*Required work:* In the items below, rewrite the stretch from the line containing "the arch of" through the line containing "(603, 1201)", changing "farthest from its outline" to "most distant from its edge" each time it occurs and leaving everything else unchanged. Return only that stretch.

*Record list:*
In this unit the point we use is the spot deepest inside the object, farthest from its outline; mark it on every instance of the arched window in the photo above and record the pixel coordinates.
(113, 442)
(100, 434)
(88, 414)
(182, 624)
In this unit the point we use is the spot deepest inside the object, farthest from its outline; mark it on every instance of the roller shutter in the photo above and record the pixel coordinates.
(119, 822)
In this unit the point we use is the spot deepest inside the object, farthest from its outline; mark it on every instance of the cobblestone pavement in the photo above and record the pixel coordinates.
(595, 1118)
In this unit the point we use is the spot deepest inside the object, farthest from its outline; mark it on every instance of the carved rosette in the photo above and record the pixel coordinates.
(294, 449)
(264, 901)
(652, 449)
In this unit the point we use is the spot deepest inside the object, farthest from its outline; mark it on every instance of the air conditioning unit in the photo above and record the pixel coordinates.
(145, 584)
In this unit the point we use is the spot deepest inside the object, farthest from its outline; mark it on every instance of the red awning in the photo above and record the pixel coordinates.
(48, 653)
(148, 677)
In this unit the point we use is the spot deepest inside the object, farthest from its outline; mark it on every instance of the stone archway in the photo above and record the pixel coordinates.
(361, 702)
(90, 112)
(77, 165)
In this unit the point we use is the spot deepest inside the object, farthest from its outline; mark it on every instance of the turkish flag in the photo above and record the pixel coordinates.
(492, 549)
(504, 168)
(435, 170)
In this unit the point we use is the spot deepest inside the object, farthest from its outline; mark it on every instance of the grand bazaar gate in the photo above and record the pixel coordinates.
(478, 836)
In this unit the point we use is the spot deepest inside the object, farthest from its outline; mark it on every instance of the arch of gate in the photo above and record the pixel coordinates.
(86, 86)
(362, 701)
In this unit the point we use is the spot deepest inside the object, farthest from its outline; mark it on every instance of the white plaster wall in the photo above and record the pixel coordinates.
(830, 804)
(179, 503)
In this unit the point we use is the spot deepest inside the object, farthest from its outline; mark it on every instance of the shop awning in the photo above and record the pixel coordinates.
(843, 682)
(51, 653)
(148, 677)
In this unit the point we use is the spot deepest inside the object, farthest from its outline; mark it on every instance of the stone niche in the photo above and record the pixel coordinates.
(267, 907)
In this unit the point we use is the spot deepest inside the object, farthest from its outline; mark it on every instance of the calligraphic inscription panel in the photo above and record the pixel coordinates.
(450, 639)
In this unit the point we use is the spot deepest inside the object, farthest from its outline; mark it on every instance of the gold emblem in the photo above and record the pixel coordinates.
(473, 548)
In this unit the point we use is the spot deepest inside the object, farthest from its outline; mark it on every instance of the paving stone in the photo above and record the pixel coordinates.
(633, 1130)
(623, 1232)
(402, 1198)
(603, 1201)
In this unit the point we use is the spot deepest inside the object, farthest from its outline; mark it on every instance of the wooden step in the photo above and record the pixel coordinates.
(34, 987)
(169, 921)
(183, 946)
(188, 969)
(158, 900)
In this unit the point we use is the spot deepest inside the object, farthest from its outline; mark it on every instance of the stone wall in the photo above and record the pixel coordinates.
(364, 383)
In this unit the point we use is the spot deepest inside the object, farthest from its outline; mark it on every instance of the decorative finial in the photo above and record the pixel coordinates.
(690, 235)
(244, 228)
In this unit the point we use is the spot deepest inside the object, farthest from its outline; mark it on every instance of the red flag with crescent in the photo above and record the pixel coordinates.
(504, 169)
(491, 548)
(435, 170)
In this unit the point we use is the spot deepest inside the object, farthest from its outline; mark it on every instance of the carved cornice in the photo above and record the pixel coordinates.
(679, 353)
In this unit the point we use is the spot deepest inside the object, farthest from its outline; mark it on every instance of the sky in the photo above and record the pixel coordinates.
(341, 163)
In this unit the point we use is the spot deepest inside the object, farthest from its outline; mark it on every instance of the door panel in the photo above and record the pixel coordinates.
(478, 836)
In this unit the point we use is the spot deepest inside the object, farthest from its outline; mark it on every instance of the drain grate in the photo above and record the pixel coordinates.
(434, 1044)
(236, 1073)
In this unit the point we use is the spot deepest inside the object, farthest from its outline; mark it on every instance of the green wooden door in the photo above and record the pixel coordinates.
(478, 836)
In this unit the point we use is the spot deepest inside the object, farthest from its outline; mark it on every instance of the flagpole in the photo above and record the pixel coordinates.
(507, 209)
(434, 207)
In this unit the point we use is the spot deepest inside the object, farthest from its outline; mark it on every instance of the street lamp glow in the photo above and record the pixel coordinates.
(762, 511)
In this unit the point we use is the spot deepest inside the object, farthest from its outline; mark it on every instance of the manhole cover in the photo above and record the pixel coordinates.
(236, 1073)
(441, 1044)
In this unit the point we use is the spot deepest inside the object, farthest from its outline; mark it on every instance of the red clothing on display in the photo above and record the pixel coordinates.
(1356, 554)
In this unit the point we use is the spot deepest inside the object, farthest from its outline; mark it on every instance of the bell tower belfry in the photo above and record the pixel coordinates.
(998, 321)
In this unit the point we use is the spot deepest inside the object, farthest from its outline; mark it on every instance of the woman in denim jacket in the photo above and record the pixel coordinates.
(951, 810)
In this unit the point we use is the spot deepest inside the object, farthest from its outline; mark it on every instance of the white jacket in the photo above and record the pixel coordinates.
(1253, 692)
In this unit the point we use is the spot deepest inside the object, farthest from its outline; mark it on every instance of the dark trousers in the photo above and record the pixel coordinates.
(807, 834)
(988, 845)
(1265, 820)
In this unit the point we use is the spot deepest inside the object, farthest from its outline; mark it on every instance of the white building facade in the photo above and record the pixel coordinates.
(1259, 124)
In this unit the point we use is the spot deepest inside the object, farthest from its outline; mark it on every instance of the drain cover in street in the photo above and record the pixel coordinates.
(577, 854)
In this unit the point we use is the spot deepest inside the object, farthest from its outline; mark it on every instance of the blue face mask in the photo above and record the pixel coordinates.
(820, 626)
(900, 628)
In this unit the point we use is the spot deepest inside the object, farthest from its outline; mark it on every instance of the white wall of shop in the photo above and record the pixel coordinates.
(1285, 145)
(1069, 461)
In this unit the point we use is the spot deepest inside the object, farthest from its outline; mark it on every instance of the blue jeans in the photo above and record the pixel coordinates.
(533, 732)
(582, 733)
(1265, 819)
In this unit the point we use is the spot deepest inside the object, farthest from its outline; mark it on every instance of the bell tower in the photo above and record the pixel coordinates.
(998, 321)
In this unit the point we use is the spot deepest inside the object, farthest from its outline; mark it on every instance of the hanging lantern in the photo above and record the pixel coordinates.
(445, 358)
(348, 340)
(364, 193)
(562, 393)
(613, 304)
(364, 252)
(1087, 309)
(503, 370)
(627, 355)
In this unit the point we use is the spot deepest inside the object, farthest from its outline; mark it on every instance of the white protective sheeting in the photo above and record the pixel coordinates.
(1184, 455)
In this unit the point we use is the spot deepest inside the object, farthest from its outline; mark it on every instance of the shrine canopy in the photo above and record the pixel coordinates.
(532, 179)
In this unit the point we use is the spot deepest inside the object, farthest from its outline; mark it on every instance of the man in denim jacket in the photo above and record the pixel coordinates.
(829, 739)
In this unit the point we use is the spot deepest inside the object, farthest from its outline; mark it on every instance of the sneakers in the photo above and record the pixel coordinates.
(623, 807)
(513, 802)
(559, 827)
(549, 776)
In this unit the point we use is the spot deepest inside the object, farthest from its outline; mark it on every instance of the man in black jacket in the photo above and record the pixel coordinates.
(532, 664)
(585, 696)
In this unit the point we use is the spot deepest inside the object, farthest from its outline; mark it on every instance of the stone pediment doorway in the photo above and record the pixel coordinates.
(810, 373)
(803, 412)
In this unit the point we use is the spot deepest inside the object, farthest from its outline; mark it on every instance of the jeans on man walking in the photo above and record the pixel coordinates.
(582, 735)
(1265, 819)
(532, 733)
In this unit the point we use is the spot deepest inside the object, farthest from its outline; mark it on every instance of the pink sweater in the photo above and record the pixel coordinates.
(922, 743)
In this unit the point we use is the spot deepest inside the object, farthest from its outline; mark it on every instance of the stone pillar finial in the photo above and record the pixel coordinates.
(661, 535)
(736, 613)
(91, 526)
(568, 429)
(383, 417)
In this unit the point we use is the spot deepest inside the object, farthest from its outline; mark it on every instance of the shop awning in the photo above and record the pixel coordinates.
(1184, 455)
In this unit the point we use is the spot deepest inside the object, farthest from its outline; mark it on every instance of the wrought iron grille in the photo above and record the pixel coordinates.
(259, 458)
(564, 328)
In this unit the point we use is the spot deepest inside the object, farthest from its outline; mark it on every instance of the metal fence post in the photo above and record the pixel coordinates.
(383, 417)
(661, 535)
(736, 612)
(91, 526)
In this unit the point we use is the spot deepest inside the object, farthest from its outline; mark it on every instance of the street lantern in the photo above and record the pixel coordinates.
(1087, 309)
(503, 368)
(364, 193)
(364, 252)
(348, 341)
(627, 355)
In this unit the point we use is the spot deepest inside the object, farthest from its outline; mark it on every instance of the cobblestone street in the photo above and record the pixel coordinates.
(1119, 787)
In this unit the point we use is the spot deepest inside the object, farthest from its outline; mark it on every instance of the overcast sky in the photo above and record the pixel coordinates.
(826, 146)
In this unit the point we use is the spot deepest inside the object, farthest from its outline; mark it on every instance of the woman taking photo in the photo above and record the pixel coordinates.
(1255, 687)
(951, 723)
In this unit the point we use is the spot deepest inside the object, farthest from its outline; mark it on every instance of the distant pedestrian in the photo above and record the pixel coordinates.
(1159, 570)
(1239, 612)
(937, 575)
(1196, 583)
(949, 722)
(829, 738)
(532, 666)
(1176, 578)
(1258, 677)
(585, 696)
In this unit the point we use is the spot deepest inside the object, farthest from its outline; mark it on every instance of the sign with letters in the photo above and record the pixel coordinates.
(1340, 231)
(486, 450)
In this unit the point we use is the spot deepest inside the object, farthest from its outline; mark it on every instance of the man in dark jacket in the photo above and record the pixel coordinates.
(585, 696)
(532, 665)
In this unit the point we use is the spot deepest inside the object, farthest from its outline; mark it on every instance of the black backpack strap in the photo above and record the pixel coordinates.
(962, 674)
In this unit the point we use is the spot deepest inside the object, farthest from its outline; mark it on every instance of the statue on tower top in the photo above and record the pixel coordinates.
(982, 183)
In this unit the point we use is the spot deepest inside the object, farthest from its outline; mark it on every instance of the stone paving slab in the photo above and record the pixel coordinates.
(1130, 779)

*Solution for this task:*
In this unit the point we use is the spot deepest inside the object, most distant from its edge; mark it on every instance of the arch of gate in the photo above and record the pixel coordinates.
(86, 86)
(362, 701)
In this unit the point we use is the spot deepest inside the object, most distant from its edge; mark it on every instance of the white plaster wall in the photo above and record the pixel coordinates.
(830, 804)
(179, 503)
In this unit the point we use is the spot deepest inside the object, most distant from its edge; mark it on every instance of the shop awning in the photo above and record the pixel coordinates.
(843, 682)
(51, 653)
(148, 677)
In this unit the point we use is the spot deepest inside the object, most distant from its edge; mark it on every instance of the stone niche in the photo above and record the pixel coordinates.
(267, 907)
In this unit the point we use is the spot deepest inside the object, most distant from its edge; mark it on every instance of the calligraphic inscription panel in the photo above and record the pixel coordinates.
(450, 639)
In this unit the point we use is the spot deepest inside the object, most distant from its edge; mark it on every instance of the gold emblem in the photo above and record the pixel coordinates.
(473, 548)
In this unit the point we use is the spot deepest inside the object, most distant from its edge; mark it on every instance of the paving stone in the photo above and record the pixel coordinates.
(633, 1130)
(623, 1232)
(402, 1198)
(603, 1201)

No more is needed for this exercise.